— START OF SOURCE EXCERPT —

Running on GPU is slower.

100tomer commented 10 months ago

Hi. I don't know why but when I tried the new release on both M1 Pro and M2 Pro it's much slower than before. I do see it use 100% of the GPU now but compared to the cpu it takes more time. On GPU my sample audio takes 3 minutes and on CPU it takes little bit above 1 minute.

ggerganov commented 10 months ago

The old release was using -bs 1. The new release uses -bs 5. Try matching it

100tomer commented 10 months ago

The old release was using -bs 1. The new release uses -bs 5. Try matching it

Tried that but nothing changed. Also before I was using the default for for both tests. My new test on M1 Pro: CPU with default beam size, 8/10 threads takes 1:22 GPU with beam size 5, 8/10 threads it takes 2:32

Also is the thread count matters when running using the GPU ?

Alvarocda commented 10 months ago

I also noticed the difference when using GPU.

— END OF SOURCE EXCERPT —

THE REQUEST |
Repeat the stretch from "Running on GPU" through "above 1 minute." in the GPU slowdown thread above, word for word.

— START OF EXCERPTED RECORDS —

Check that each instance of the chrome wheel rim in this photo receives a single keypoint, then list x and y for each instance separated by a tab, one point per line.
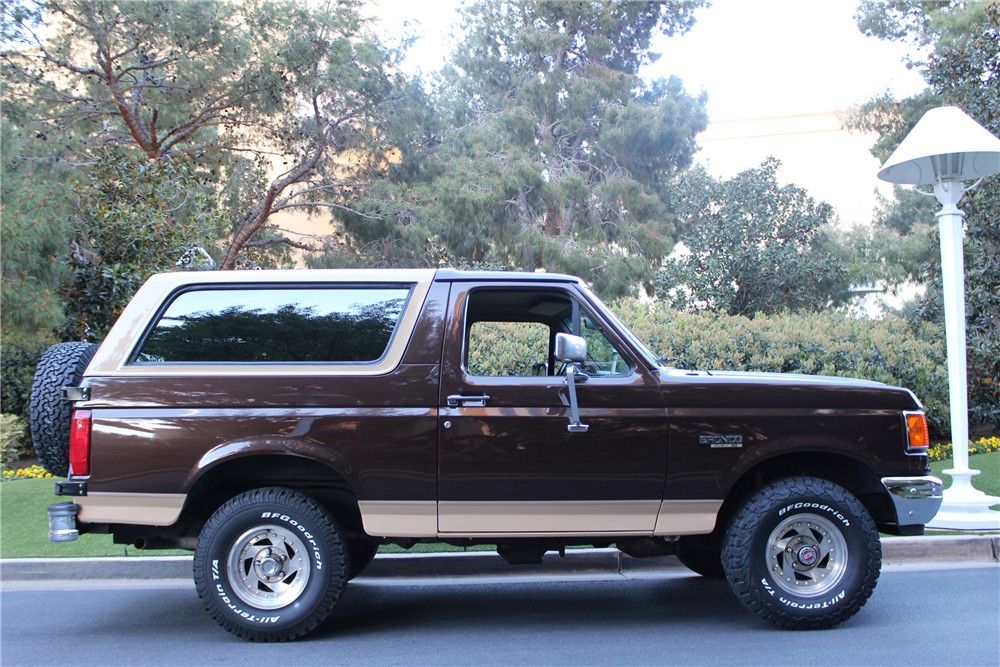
807	555
268	567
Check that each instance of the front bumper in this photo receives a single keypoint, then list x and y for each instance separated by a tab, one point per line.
916	499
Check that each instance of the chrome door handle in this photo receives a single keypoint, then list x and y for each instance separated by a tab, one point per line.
457	401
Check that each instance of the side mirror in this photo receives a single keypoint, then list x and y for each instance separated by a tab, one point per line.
570	349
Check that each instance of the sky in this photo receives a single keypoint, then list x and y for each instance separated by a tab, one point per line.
778	74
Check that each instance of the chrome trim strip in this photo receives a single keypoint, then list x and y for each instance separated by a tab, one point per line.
142	509
399	518
687	517
916	499
532	518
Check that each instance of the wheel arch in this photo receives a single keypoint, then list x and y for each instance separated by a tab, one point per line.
848	472
229	477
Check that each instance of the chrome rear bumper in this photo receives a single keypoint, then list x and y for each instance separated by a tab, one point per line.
917	499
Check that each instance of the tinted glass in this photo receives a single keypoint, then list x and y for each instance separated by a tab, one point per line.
329	324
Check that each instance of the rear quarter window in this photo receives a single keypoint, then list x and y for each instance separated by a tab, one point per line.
315	324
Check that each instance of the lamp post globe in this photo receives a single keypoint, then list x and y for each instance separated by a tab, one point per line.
945	149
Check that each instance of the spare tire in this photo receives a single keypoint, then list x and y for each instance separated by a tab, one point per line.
60	366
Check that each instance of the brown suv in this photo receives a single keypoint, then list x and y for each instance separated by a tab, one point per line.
284	424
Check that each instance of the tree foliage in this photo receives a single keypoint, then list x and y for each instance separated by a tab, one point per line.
961	63
287	118
135	218
34	223
554	154
753	245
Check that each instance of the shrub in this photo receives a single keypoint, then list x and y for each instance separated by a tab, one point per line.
943	452
12	432
31	472
16	374
890	350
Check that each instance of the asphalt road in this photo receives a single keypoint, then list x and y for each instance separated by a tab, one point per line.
916	617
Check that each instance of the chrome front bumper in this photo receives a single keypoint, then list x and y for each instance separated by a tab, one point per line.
917	499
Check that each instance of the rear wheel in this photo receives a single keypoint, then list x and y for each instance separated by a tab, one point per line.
60	366
802	553
270	565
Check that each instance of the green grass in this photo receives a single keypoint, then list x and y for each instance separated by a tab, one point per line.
988	479
24	524
24	529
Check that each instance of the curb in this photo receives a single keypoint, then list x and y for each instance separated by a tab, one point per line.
895	551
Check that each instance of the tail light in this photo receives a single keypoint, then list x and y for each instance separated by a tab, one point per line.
917	434
79	443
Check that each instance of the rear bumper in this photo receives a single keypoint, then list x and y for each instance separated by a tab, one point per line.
916	499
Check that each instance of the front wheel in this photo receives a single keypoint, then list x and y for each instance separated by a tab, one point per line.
270	565
802	553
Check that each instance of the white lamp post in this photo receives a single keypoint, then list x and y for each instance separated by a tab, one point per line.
945	148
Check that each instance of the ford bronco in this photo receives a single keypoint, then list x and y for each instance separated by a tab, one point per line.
284	424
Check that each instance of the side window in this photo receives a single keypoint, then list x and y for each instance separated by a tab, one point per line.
604	357
508	349
339	324
510	334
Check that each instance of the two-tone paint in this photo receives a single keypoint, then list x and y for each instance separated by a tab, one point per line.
665	454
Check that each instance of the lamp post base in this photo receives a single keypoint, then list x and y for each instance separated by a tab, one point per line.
964	507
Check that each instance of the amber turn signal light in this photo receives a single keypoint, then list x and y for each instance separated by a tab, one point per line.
918	434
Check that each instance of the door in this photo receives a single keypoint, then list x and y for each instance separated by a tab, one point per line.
508	464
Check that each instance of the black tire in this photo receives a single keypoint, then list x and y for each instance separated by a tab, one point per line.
49	412
700	559
361	553
270	565
802	553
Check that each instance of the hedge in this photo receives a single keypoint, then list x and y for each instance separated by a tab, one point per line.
890	350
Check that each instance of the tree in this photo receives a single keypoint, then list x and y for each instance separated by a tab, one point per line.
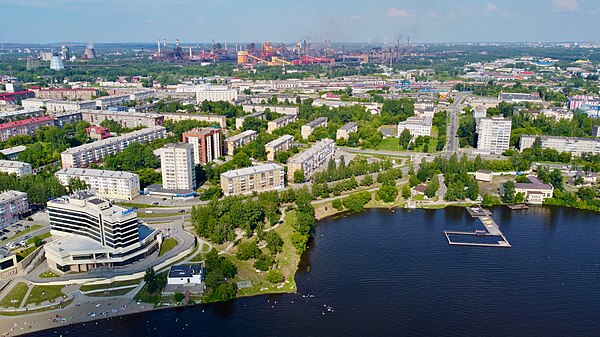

— END OF EXCERPTED RECORDS —

SOLUTION TO THIS PROBLEM |
Running on GPU is slower.

100tomer commented 10 months ago

Hi. I don't know why but when I tried the new release on both M1 Pro and M2 Pro it's much slower than before. I do see it use 100% of the GPU now but compared to the cpu it takes more time. On GPU my sample audio takes 3 minutes and on CPU it takes little bit above 1 minute.